- [Exercise instructions] Add 147 to every coordinate in the outline answers of the listing. Then reproduce only the lines from the one containing "Draw the outline of every instance of the tree" up to and including the one containing "93 525 L 99", with the requests kept and the pictures omitted.

- [Material for this exercise]

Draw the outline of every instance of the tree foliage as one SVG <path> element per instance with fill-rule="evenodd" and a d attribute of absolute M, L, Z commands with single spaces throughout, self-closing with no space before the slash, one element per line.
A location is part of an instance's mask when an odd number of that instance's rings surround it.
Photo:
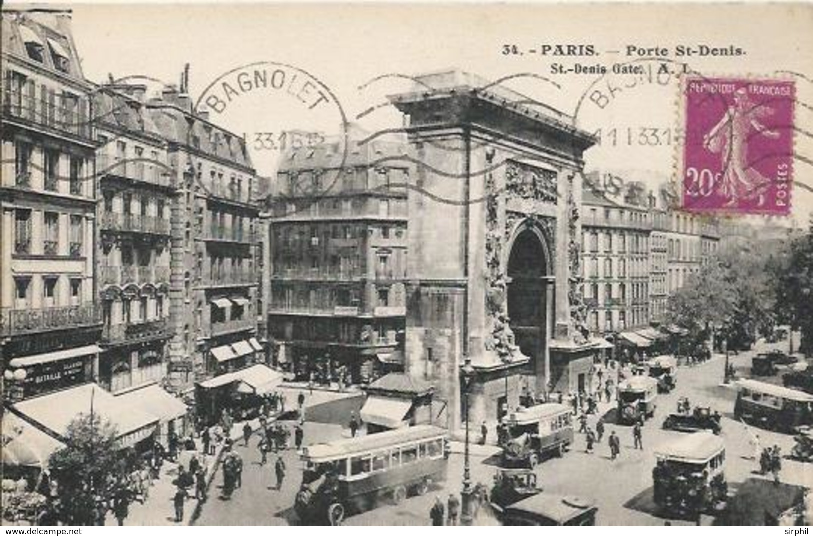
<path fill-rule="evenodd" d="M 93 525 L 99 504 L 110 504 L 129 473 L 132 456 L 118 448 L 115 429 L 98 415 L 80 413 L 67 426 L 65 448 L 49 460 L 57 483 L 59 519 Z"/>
---
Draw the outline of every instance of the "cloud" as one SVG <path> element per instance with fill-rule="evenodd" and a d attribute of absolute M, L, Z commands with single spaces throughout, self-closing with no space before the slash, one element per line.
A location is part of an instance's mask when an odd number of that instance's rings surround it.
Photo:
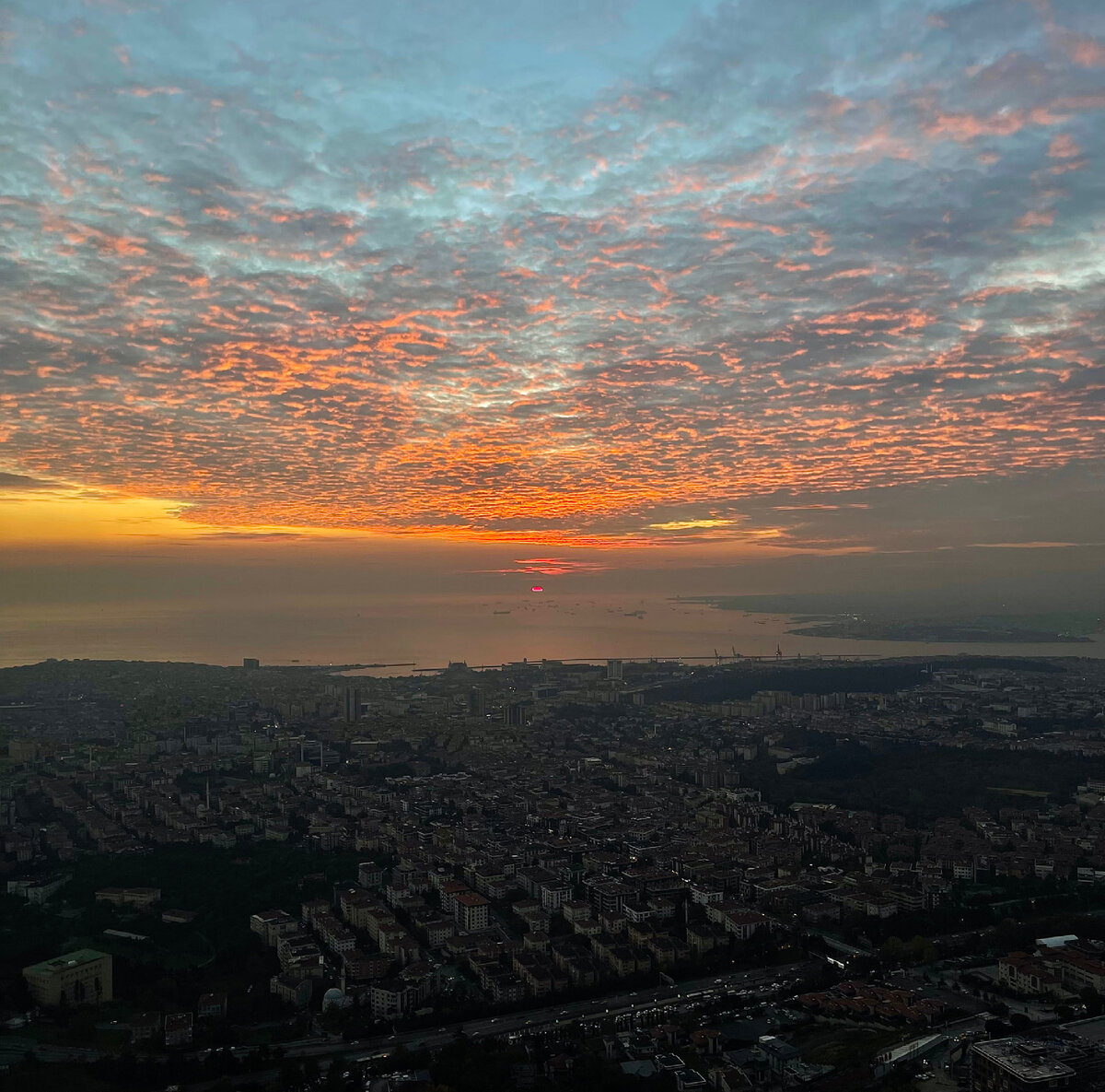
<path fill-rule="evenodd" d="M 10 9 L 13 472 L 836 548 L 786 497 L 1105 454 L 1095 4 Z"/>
--
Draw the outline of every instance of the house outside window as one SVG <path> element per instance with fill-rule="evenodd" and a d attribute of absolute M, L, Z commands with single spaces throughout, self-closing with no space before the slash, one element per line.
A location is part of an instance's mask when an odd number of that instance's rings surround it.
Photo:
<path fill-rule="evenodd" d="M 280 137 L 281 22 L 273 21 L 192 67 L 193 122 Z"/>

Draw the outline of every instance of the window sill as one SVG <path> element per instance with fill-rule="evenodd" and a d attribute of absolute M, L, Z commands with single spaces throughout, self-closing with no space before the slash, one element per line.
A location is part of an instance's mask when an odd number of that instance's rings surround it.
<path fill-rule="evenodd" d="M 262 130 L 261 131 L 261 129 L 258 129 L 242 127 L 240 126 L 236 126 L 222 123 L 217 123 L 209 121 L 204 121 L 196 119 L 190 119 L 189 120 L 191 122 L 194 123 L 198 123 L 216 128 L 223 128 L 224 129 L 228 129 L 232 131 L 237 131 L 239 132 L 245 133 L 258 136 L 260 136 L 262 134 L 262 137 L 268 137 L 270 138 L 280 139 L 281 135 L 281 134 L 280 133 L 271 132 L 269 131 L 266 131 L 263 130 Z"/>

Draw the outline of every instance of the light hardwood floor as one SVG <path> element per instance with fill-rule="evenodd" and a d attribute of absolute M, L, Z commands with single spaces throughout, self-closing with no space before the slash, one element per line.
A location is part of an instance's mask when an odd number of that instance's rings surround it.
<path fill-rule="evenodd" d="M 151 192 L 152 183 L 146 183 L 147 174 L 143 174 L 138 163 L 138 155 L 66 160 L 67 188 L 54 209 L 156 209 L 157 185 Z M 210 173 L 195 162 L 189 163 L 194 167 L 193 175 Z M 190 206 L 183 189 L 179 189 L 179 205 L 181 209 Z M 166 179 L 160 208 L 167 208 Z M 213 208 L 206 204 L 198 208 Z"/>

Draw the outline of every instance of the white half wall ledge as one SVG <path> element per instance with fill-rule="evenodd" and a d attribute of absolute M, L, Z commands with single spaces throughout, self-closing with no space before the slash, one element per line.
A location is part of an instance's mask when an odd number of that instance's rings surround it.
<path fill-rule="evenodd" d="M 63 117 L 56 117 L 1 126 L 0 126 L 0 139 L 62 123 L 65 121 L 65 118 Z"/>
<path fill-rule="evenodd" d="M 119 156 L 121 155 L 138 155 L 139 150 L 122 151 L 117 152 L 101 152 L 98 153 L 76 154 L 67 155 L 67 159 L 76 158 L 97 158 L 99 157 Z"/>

- [The reply]
Draw the outline of every instance of the tree foliage as one SVG <path> element per instance with fill-rule="evenodd" and a d attribute of absolute M, L, Z commands with single spaces throughout, self-closing with no space before the slash, one element per line.
A location is part of an instance's mask when an odd number of that instance's rings surround it.
Photo:
<path fill-rule="evenodd" d="M 240 672 L 246 651 L 257 651 L 276 620 L 279 603 L 265 595 L 262 576 L 245 562 L 227 560 L 214 573 L 212 595 L 196 607 L 204 630 L 206 666 Z"/>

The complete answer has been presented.